**LISTED ENTRIES**.
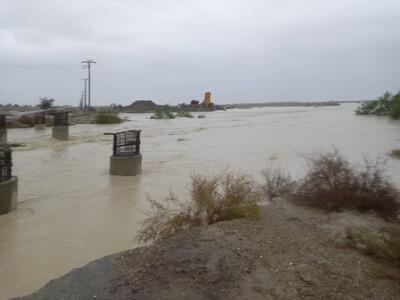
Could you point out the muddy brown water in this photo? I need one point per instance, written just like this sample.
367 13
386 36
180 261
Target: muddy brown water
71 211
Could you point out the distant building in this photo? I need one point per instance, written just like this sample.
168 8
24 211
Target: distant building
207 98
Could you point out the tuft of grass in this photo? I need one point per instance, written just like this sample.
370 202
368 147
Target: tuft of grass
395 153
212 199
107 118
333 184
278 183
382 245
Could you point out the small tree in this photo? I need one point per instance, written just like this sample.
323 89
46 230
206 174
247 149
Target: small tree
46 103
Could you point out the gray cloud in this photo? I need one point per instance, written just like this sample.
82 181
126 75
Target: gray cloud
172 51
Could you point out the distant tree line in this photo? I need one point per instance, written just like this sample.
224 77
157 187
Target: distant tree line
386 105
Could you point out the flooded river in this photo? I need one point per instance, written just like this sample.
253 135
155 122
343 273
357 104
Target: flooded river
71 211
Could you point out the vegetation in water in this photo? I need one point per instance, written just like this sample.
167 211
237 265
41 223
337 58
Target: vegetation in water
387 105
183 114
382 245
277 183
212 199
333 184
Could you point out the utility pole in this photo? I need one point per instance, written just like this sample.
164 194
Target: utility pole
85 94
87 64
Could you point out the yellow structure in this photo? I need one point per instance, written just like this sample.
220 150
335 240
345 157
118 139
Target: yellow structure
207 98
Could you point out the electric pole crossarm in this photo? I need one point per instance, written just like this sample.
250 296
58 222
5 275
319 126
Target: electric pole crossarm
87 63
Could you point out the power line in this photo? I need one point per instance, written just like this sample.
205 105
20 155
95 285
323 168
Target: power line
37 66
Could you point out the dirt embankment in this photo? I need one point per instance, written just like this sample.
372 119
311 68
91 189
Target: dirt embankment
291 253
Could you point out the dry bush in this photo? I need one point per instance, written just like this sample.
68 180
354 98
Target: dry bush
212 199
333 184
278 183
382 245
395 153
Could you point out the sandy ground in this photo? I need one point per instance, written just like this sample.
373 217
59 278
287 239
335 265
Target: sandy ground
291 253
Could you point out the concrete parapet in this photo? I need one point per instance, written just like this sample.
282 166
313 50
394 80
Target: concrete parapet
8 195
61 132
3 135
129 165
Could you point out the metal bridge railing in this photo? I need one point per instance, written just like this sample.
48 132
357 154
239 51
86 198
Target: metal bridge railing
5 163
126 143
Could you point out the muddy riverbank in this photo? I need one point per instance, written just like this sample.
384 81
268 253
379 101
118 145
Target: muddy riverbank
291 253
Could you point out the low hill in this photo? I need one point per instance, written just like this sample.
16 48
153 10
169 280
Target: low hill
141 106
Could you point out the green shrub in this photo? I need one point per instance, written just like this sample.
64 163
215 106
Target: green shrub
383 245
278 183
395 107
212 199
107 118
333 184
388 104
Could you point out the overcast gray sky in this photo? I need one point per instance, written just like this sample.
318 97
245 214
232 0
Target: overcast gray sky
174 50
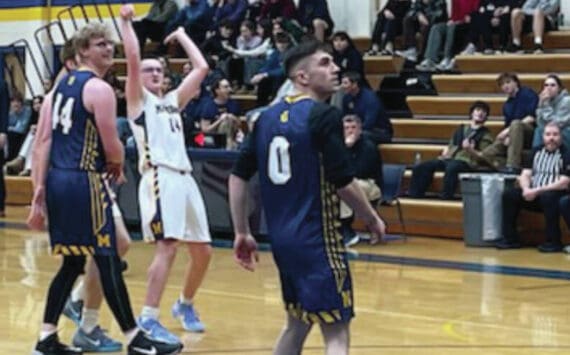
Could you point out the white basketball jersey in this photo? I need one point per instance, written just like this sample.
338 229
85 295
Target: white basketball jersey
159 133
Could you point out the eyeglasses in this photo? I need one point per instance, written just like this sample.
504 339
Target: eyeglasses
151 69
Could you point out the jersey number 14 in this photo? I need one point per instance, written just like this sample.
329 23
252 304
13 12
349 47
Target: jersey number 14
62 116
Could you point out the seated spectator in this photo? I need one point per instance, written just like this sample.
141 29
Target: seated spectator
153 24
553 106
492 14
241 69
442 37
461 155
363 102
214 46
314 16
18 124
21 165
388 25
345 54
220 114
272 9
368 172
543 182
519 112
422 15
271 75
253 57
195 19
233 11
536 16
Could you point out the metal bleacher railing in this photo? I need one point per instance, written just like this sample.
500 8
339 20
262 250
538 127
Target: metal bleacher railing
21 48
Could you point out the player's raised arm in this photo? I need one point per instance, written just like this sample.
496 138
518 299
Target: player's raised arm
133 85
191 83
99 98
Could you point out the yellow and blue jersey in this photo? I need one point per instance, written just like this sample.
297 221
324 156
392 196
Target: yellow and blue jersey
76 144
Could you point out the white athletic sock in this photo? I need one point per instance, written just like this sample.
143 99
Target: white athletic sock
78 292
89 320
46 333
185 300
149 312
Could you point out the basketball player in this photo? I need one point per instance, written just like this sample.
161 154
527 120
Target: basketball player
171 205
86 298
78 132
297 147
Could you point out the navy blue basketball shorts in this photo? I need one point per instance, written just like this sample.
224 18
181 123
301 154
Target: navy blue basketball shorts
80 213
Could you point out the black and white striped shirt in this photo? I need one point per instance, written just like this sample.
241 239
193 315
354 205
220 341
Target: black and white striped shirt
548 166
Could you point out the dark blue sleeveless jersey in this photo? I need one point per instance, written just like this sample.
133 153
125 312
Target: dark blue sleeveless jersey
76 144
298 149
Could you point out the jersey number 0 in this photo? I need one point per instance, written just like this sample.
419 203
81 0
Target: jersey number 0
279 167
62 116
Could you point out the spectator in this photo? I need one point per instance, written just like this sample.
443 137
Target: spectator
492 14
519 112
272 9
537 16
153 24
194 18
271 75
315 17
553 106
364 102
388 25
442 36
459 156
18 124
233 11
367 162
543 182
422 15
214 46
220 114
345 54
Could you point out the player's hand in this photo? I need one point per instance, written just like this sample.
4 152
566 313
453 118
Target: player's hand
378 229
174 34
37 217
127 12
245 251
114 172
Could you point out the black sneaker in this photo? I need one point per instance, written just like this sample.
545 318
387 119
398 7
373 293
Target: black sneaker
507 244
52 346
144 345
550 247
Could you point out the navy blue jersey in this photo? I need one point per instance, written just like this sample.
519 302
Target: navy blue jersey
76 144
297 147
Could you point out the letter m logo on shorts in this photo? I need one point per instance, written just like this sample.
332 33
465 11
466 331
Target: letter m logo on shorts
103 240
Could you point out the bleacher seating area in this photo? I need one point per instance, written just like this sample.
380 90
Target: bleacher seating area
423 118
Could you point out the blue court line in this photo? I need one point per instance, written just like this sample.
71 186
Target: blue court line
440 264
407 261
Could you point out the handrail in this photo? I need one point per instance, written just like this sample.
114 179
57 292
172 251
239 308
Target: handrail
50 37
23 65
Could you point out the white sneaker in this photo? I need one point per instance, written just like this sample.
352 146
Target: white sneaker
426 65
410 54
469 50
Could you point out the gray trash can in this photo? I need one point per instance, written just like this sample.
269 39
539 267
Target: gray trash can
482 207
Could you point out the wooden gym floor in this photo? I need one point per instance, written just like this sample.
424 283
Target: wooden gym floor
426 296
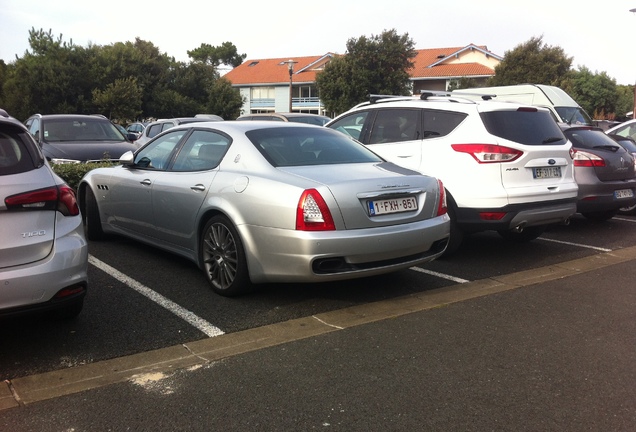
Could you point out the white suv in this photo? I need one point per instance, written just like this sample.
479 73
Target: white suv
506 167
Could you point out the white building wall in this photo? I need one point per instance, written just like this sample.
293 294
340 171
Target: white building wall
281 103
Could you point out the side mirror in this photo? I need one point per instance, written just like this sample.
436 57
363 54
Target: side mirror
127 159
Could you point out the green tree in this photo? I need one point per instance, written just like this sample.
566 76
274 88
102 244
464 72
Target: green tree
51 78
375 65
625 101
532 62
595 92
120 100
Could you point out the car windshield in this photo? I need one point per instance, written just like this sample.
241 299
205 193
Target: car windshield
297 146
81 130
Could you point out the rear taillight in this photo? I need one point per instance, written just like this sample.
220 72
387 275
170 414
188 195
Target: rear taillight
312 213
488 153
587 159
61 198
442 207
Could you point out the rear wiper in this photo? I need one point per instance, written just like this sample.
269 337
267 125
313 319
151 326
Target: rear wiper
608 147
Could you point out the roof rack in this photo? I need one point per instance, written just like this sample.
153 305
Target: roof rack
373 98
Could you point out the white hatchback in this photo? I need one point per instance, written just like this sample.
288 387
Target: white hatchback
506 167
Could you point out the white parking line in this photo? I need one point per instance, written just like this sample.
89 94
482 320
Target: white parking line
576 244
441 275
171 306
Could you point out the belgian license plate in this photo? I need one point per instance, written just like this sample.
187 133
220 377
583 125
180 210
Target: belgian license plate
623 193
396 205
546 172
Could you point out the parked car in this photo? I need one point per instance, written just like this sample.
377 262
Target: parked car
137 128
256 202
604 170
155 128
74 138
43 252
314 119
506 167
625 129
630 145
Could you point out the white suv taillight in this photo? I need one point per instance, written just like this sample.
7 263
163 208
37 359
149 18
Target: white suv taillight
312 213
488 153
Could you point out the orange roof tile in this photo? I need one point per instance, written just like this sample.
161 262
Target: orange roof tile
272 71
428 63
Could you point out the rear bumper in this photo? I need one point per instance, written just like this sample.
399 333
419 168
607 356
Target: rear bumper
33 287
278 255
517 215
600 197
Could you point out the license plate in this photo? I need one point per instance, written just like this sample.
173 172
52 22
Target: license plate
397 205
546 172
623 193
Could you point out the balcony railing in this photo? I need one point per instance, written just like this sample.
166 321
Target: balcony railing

**SET PROBLEM**. Write the lines out exactly, from the one with "Could you point out the parked" down to the last line of the listing, and leave out all others.

**RESPONSE FOR THIS EXERCISE**.
Could you point out the parked car in this photo? I need one point per instance, written just like this sample.
377 262
Target: parked car
137 128
256 202
604 170
155 128
74 138
43 252
314 119
506 167
625 129
630 145
Could you point out the white suv taillight in this photo? I need one point per instance, written just like this sample.
7 263
163 208
37 359
149 18
Target: white suv taillight
312 213
488 153
Could you point out the orange roof tile in this photo? I need one point per instance, written just like this sample.
161 262
Target: orange roof tile
272 71
428 63
Could you point out the rear bumper in this photo? I need one point per instance, written just like this sample.
399 333
419 168
607 356
Target: rear bumper
33 287
278 255
517 215
600 197
Could you point out the license plate in this photo? I need one point per instance, written just like this sample.
173 172
52 22
Target: license plate
397 205
546 172
623 193
Could you point out the balcony railing in this photo? I need one point per instance, written just like this sample.
166 321
Target: balcony railing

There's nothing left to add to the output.